Required action. Your job is to transcribe all the records that follow, excluding any pictures.

Saved data entries

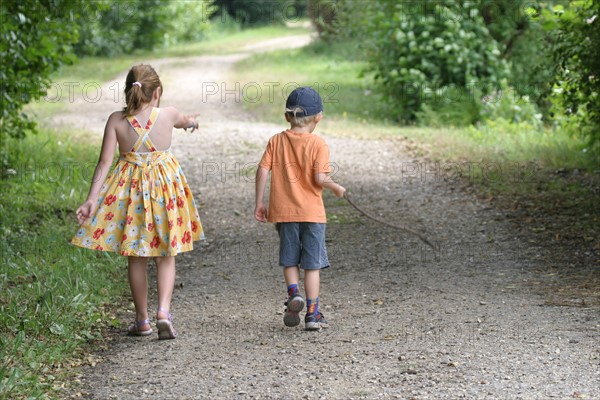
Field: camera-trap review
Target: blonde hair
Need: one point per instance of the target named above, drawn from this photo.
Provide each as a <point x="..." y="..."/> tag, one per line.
<point x="146" y="81"/>
<point x="299" y="121"/>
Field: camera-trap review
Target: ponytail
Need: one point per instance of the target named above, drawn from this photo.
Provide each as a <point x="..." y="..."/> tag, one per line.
<point x="140" y="84"/>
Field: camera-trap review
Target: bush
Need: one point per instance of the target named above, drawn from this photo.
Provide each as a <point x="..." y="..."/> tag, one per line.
<point x="422" y="52"/>
<point x="576" y="51"/>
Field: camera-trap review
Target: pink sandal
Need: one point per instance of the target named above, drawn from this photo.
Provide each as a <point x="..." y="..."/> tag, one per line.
<point x="134" y="330"/>
<point x="165" y="326"/>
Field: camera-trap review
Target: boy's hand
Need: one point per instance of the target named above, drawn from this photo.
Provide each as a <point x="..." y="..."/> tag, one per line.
<point x="260" y="213"/>
<point x="339" y="191"/>
<point x="85" y="211"/>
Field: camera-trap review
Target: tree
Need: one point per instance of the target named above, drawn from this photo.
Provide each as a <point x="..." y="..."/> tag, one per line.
<point x="437" y="54"/>
<point x="35" y="39"/>
<point x="576" y="51"/>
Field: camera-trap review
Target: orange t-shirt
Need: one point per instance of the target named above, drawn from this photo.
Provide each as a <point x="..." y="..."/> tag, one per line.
<point x="293" y="159"/>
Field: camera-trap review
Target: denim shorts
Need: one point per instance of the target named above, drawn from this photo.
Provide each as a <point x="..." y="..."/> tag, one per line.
<point x="303" y="244"/>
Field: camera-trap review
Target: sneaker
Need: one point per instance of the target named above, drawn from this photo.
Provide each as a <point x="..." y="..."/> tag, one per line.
<point x="294" y="305"/>
<point x="314" y="322"/>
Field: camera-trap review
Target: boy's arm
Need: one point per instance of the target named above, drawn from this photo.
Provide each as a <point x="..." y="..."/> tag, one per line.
<point x="324" y="180"/>
<point x="260" y="211"/>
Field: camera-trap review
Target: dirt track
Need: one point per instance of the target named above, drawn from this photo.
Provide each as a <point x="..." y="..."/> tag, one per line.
<point x="406" y="321"/>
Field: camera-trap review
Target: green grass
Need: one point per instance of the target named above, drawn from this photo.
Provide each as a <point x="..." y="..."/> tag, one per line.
<point x="55" y="299"/>
<point x="331" y="69"/>
<point x="91" y="72"/>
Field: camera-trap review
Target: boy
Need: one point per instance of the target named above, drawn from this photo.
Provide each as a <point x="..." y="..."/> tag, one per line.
<point x="299" y="165"/>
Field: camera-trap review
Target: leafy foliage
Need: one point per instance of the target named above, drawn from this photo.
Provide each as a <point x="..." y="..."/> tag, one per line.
<point x="35" y="38"/>
<point x="576" y="32"/>
<point x="438" y="54"/>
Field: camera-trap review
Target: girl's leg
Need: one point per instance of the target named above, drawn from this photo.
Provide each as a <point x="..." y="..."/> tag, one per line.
<point x="165" y="274"/>
<point x="138" y="282"/>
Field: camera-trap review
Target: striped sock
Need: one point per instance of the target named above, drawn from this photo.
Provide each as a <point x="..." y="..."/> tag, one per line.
<point x="312" y="306"/>
<point x="292" y="289"/>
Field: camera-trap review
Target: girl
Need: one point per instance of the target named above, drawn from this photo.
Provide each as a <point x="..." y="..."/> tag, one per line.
<point x="145" y="207"/>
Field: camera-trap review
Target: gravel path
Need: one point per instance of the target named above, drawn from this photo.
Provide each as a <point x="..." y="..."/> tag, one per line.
<point x="406" y="322"/>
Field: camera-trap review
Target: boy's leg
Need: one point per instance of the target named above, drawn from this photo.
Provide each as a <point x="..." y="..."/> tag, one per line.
<point x="312" y="283"/>
<point x="314" y="258"/>
<point x="292" y="278"/>
<point x="289" y="258"/>
<point x="295" y="302"/>
<point x="138" y="282"/>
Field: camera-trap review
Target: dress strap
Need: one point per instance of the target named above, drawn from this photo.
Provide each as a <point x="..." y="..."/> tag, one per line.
<point x="143" y="133"/>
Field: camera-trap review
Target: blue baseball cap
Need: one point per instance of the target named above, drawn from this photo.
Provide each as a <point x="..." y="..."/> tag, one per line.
<point x="306" y="99"/>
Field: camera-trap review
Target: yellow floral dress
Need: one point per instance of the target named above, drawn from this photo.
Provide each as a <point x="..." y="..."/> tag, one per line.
<point x="145" y="207"/>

Output.
Field: camera-trap review
Target: blonde hair
Need: one point per instance of the target named above, drawn from this photo.
Provide each as a <point x="..." y="..."/> tag, one per line.
<point x="146" y="81"/>
<point x="299" y="121"/>
Field: camera-trap review
Target: ponytail
Need: one point per instance of the target named above, drawn from this photo.
Provide each as a <point x="..." y="..."/> tag, one per line.
<point x="140" y="84"/>
Field: camera-trap review
Target: bush
Need: one point per instance of the target named above, drawn from this photo.
Provide each as a <point x="..." y="..."/> tag, one per line.
<point x="422" y="52"/>
<point x="576" y="51"/>
Field: camera-trap review
Target: pink sandal
Need: one point per instance of the target named above, drawn from this photo.
Provide each as a <point x="..." y="..."/> tag, one per line.
<point x="134" y="330"/>
<point x="165" y="326"/>
Field: camera-trap review
Target: boy's hand
Need: one point per instance of the target named above, drawn from this photo.
Provide each as a <point x="..." y="..."/> tag, one per line.
<point x="260" y="213"/>
<point x="339" y="191"/>
<point x="85" y="211"/>
Field: camera-trap review
Target: tree
Need: one point per instance of the target named above, drawn from this photo.
Provide each as a <point x="..." y="..."/> tag, one per line.
<point x="437" y="54"/>
<point x="35" y="39"/>
<point x="576" y="51"/>
Field: camera-trap review
Target: orange t-shirt
Need: one point per instance of the target named above, drawn from this photo.
Provide each as a <point x="..." y="..."/> tag, one per line.
<point x="293" y="159"/>
Field: camera-trap review
Target: denim shorts
Need: one point per instance of the target named above, drawn from this photo.
Provide each as a <point x="..." y="..."/> tag, one per line.
<point x="303" y="244"/>
Field: camera-trap review
Target: sneaker
Need: one point per instance of the target named above, drawn from this photo.
Provide each as a <point x="..." y="..."/> tag, one per line.
<point x="294" y="305"/>
<point x="314" y="322"/>
Field: camera-trap review
Target: boy's arm
Need: one point per instance of the target named above, drawn from this photo.
Provide each as a <point x="..." y="..."/> tag, one per line.
<point x="324" y="180"/>
<point x="260" y="211"/>
Field: camera-trap review
Target: dirt track
Need: one point per instance of the target named above, drawn from this photo.
Provide each as a <point x="..." y="..."/> tag, one per line.
<point x="406" y="321"/>
Field: camera-trap review
Target: green grass
Need: one point per instance of the target named above, drawn from this photo.
Provide each as a <point x="..." y="..."/> tag, one per line.
<point x="55" y="299"/>
<point x="331" y="69"/>
<point x="91" y="72"/>
Field: camera-trap review
Target: boy
Need: one point per instance of the target named above, drawn from this photo.
Provide each as a <point x="..." y="..."/> tag, one per line.
<point x="299" y="165"/>
Field: camera-trap review
Target: leafy foliage
Need: one point per instance of the target named above, drawn from this photo.
Provide each as a <point x="..." y="..."/> tag, one per line.
<point x="35" y="38"/>
<point x="576" y="32"/>
<point x="438" y="54"/>
Field: camera-trap review
Target: girl's leg
Need: one point per instance of the target named above, drawn from this photo.
Provide each as a <point x="..." y="..."/> tag, one per line.
<point x="165" y="274"/>
<point x="138" y="282"/>
Field: camera-trap review
Target: striped sock
Need: one point per instance of the target named above, drawn from this photo.
Provide each as a <point x="..." y="..."/> tag, one per line.
<point x="312" y="306"/>
<point x="292" y="289"/>
Field: camera-trap review
Target: girl
Need: one point per instance of the target named above, drawn from this photo.
Provide each as a <point x="..." y="..."/> tag, one per line.
<point x="145" y="207"/>
Field: camera-trap review
Target: gravel path
Need: one point per instance of the target named above, drawn from this photo.
Provide each as a <point x="..." y="..."/> tag, one per line.
<point x="406" y="322"/>
Field: camera-trap review
Target: boy's leg
Need: one point per instance of the target named above, drawn from this photo.
Provide each as a <point x="..." y="..."/> tag, one per line.
<point x="312" y="283"/>
<point x="314" y="258"/>
<point x="292" y="278"/>
<point x="289" y="258"/>
<point x="295" y="302"/>
<point x="138" y="282"/>
Field: camera-trap review
Target: dress strap
Need: one point per instance of the target named above, drawn from this photo.
Provide each as a <point x="..." y="..."/> tag, one per line.
<point x="143" y="133"/>
Field: camera-trap review
Target: blue baseball cap
Need: one point per instance of the target named above, drawn from this photo.
Provide each as a <point x="..." y="..."/> tag, one per line.
<point x="306" y="99"/>
Field: camera-trap review
Target: yellow floral dress
Need: one point per instance of the target named above, drawn from this photo.
Provide each as a <point x="..." y="..."/> tag, one per line.
<point x="145" y="207"/>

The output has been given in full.